== INFORMATION SHOWN
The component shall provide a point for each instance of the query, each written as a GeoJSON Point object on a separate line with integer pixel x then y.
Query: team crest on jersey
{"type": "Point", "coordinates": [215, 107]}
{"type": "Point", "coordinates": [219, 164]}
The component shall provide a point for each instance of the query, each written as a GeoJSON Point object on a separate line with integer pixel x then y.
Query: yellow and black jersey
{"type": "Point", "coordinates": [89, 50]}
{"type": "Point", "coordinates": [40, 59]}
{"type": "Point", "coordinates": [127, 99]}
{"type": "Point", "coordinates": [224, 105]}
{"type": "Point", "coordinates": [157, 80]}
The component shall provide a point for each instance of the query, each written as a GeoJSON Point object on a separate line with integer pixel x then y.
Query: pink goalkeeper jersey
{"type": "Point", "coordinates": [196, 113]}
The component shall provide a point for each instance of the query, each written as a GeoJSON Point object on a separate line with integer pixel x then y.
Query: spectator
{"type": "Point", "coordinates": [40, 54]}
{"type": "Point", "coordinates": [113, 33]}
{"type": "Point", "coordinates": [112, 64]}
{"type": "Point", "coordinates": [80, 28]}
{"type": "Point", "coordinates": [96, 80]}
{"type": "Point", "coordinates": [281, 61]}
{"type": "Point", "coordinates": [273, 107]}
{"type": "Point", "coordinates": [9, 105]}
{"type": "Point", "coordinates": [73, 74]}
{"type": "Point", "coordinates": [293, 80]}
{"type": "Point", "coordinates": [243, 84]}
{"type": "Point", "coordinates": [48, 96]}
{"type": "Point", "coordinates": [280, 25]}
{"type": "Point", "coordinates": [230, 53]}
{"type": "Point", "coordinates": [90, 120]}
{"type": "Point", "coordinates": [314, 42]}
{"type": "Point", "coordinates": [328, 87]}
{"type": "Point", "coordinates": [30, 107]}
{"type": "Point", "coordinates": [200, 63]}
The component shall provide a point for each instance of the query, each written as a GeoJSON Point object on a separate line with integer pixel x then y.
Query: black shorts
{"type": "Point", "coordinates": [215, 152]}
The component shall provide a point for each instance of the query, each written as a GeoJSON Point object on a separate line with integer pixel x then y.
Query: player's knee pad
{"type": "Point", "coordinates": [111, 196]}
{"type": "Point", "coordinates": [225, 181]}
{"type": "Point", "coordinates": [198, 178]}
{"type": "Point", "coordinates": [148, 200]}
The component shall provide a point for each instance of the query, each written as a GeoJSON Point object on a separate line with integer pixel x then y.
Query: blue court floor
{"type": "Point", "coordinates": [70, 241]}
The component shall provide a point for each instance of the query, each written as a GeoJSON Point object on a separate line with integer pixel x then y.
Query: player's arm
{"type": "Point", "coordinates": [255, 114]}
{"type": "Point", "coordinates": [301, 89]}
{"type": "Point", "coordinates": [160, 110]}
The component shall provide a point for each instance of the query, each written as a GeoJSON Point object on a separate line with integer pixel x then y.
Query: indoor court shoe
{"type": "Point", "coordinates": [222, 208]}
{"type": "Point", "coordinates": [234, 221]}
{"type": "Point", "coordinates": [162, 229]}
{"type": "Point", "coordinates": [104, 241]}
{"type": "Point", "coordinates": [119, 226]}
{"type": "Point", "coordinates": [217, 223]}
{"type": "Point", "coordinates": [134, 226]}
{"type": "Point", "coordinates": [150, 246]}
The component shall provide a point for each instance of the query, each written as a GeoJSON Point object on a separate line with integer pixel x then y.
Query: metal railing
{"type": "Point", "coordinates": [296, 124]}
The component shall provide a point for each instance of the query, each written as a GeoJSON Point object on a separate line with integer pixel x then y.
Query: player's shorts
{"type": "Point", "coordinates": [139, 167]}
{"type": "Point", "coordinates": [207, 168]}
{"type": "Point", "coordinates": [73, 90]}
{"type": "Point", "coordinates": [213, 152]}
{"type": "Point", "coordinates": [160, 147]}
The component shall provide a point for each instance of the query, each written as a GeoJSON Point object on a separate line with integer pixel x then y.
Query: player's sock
====
**REQUIRED WORK**
Repeat the material word for word, in full.

**OUTPUT FOR THIS TASK**
The component shall provide a point for each instance of the query, each written as a GeoJSON Point object on a separate line with integer pixel x then y.
Query: team crest on jersey
{"type": "Point", "coordinates": [215, 107]}
{"type": "Point", "coordinates": [219, 164]}
The component shall provide a point for each instance of the query, each written as a GeoJSON Point object on a separate line with integer pixel x then y.
Query: yellow and black jersey
{"type": "Point", "coordinates": [89, 50]}
{"type": "Point", "coordinates": [40, 59]}
{"type": "Point", "coordinates": [127, 99]}
{"type": "Point", "coordinates": [224, 105]}
{"type": "Point", "coordinates": [157, 80]}
The component shall provide a point for each instance of the query, each written as a GeoJSON Point object on a separate line with integer pixel x then y.
Query: pink goalkeeper jersey
{"type": "Point", "coordinates": [196, 113]}
The component shall provide a point for each instance of the query, each written as a GeoJSON Point object on a separate line with integer pixel x then y.
Query: spectator
{"type": "Point", "coordinates": [40, 54]}
{"type": "Point", "coordinates": [113, 33]}
{"type": "Point", "coordinates": [112, 64]}
{"type": "Point", "coordinates": [80, 28]}
{"type": "Point", "coordinates": [96, 80]}
{"type": "Point", "coordinates": [281, 61]}
{"type": "Point", "coordinates": [273, 107]}
{"type": "Point", "coordinates": [9, 105]}
{"type": "Point", "coordinates": [73, 74]}
{"type": "Point", "coordinates": [293, 80]}
{"type": "Point", "coordinates": [243, 84]}
{"type": "Point", "coordinates": [48, 96]}
{"type": "Point", "coordinates": [280, 25]}
{"type": "Point", "coordinates": [230, 53]}
{"type": "Point", "coordinates": [90, 120]}
{"type": "Point", "coordinates": [314, 42]}
{"type": "Point", "coordinates": [328, 87]}
{"type": "Point", "coordinates": [30, 107]}
{"type": "Point", "coordinates": [200, 63]}
The component shall provide a point for each instance of the query, each written as a GeoJSON Point object on a separate line with integer pixel x then y.
Query: black shorts
{"type": "Point", "coordinates": [215, 152]}
The component shall provide a point for each instance of the query, each written as a GeoJSON Point object on a separate line with integer pixel x then y.
Query: player's knee pad
{"type": "Point", "coordinates": [111, 196]}
{"type": "Point", "coordinates": [225, 181]}
{"type": "Point", "coordinates": [198, 178]}
{"type": "Point", "coordinates": [148, 200]}
The component shall provide a point for each instance of the query, each written as a GeoJSON Point object on a separate line with integer pixel x then y.
Query: blue court floor
{"type": "Point", "coordinates": [70, 241]}
The component shall provide a point for each instance of the query, each written as a GeoJSON Point object on a separate line with integer pixel x then y.
Query: player's arm
{"type": "Point", "coordinates": [255, 114]}
{"type": "Point", "coordinates": [301, 89]}
{"type": "Point", "coordinates": [160, 110]}
The component shall provide a point for each instance of the query, each written as a GeoJSON Point object on a separate line with integer pixel x then y.
Query: indoor court shoe
{"type": "Point", "coordinates": [222, 208]}
{"type": "Point", "coordinates": [234, 221]}
{"type": "Point", "coordinates": [162, 229]}
{"type": "Point", "coordinates": [104, 241]}
{"type": "Point", "coordinates": [119, 226]}
{"type": "Point", "coordinates": [217, 223]}
{"type": "Point", "coordinates": [134, 226]}
{"type": "Point", "coordinates": [150, 246]}
The component shall provide a point for each instance of the query, each written as a GeoJSON Point object on a separate line with integer pixel x then y.
Query: metal railing
{"type": "Point", "coordinates": [296, 124]}
The component shall provide a point for each instance of the query, each written as a GeoJSON Point object on a separate line with integer pixel x then y.
Query: player's shorts
{"type": "Point", "coordinates": [139, 167]}
{"type": "Point", "coordinates": [207, 168]}
{"type": "Point", "coordinates": [73, 90]}
{"type": "Point", "coordinates": [213, 152]}
{"type": "Point", "coordinates": [160, 147]}
The component shall provide a point for each instance of the query, each written as a GeoJSON Point object on a separate line with integer pixel x then y.
Query: player's sock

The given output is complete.